Pointing and labeling items:
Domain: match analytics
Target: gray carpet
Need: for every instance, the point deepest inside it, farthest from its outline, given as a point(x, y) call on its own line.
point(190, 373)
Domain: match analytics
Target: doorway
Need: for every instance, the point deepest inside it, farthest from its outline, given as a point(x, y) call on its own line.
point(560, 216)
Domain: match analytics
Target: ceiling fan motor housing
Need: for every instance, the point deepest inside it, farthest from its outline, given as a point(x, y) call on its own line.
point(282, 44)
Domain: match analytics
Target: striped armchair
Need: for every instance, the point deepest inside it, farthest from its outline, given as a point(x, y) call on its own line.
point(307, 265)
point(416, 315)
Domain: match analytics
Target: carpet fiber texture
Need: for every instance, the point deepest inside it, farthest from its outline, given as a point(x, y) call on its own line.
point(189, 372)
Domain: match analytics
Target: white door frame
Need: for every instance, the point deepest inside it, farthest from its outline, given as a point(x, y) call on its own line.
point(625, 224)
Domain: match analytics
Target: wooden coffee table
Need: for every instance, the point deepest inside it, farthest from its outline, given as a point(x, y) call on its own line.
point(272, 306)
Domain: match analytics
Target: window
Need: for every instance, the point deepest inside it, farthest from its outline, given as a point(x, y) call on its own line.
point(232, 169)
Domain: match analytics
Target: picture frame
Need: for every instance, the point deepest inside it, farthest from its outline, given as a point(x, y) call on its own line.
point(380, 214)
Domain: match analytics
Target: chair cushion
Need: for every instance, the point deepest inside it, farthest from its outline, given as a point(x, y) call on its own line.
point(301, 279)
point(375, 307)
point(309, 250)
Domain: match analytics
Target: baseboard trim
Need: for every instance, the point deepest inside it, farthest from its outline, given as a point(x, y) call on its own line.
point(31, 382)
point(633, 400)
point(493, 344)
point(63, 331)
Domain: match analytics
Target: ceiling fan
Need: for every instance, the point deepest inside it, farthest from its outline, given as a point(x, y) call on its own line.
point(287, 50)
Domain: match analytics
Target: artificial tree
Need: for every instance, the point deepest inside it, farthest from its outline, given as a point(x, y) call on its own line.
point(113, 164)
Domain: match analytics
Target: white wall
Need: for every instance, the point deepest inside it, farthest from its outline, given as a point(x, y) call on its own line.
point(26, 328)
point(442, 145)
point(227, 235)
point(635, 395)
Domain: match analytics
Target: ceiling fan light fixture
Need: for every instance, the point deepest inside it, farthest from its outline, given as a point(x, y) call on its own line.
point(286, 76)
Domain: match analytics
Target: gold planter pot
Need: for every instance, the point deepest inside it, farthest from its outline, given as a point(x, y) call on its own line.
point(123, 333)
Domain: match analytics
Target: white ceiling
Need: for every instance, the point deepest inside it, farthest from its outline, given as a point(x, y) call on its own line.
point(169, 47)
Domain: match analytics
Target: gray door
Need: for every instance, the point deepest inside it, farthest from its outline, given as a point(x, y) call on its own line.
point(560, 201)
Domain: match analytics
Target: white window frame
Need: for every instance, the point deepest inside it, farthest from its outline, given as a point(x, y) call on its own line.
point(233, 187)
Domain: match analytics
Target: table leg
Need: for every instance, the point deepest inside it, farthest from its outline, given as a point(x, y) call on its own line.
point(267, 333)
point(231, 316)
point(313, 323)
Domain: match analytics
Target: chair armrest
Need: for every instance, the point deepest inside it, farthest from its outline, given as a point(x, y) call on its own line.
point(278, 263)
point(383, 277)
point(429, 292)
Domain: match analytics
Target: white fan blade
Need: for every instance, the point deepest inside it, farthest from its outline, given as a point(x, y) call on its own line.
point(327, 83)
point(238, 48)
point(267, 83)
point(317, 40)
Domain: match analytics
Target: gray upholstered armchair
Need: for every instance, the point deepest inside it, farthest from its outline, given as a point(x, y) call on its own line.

Exercise description: Pull out every item above and write its lines again unchanged, in the same order.

Result of the exercise:
Domain: match analytics
Target: gray carpet
Need: for every instance, the point deepest inside it, farthest from its outline, given as a point(x, y) call on its own line.
point(190, 373)
Domain: match analytics
Target: doorway
Need: for every instance, the point deepest inside it, farthest from its outline, given as a point(x, y) call on its own line.
point(560, 216)
Domain: match analytics
Target: ceiling fan motor housing
Need: for every instance, the point deepest inside it, farthest from its outline, given as a point(x, y) call on its own line.
point(282, 44)
Domain: match analytics
Target: striped armchair
Need: for every instance, the point deepest inside it, farthest from its outline, given as a point(x, y) call on its own line.
point(307, 265)
point(416, 315)
Domain: match analytics
Target: carpet fiber texture
Need: for every instance, the point deepest inside it, farthest from its outline, given as a point(x, y) call on its own line.
point(189, 372)
Domain: match analytics
Target: white door frame
Need: for every instance, the point deepest inside it, farthest from its outline, given as a point(x, y) call on its own line.
point(625, 224)
Domain: match analytics
Target: wooden coffee table
Need: for every instance, the point deepest inside it, farthest from its outline, given as a point(x, y) call on its own line.
point(272, 306)
Domain: match analytics
Target: window
Need: for every instance, the point deepest inside it, farthest from its outline, given as a point(x, y) call on its own line.
point(232, 169)
Domain: match analytics
Target: picture frame
Need: for every instance, the point deepest inside it, farthest from its outline, given as a point(x, y) call on its own line.
point(380, 214)
Domain: match analytics
Target: chair cushion
Need: for every instance, the point deepest inside it, farthest from its outline, given as a point(x, y) call on its own line.
point(301, 279)
point(375, 307)
point(309, 250)
Domain: match analytics
Target: baseboard trim
Need: for every instance, the point deepest inside it, farthest from its outline, given as a point(x, y) call on its own line.
point(31, 382)
point(633, 400)
point(493, 344)
point(63, 331)
Domain: match analytics
Target: ceiling fan
Need: for every instance, the point deepest inside it, farthest from its outline, given as a point(x, y) call on its own line.
point(287, 50)
Domain: match analytics
Target: artificial tree
Need: for every instance, the point deepest inside it, farthest from its outline, given as a point(x, y) call on its own line.
point(113, 164)
Domain: match analytics
Target: white wall
Need: for every instance, the point deepest inside it, farthest from its outline, given as a point(x, y) call on its own line.
point(26, 328)
point(442, 145)
point(227, 235)
point(635, 395)
Domain: match analytics
Target: ceiling fan light fixture
Need: for every instance, the point deepest inside it, farthest from its outline, given as a point(x, y) call on its own line.
point(286, 76)
Domain: match analytics
Target: gold planter pot
Need: for every instance, the point deepest inside it, farthest from its outline, given as a point(x, y) call on its own line.
point(123, 333)
Domain: match analytics
Target: white ceiling
Need: for every instance, the point deepest inside it, farthest from its outline, given as a point(x, y) call on its own line.
point(169, 47)
Domain: match analytics
Target: gray door
Need: for every instance, the point deepest inside it, farthest from its outline, given as a point(x, y) call on its own line.
point(560, 201)
Domain: match analytics
Target: white window frame
Need: for every instance, the point deepest inside it, farthest from its outline, given as a point(x, y) call on its own line.
point(233, 187)
Domain: match analytics
Target: table leg
Need: for every instance, the point deepest inside it, farthest from its outline, given as a point(x, y) call on its own line.
point(267, 333)
point(231, 316)
point(313, 323)
Domain: match analytics
Target: chair armrest
Need: for every instance, the point deepest inside it, farthest from its outline, given as a point(x, y) call on its own line.
point(278, 263)
point(383, 277)
point(429, 292)
Domain: match analytics
Target: white fan blade
Need: for every instance, the point deepest inside it, farthest from its outline, given as a point(x, y) call on its own line.
point(327, 83)
point(238, 48)
point(267, 83)
point(317, 40)
Domain: match analytics
Target: gray upholstered armchair
Need: for every instance, the point deepest inside it, farthest from its outline, given as a point(x, y) call on its own line.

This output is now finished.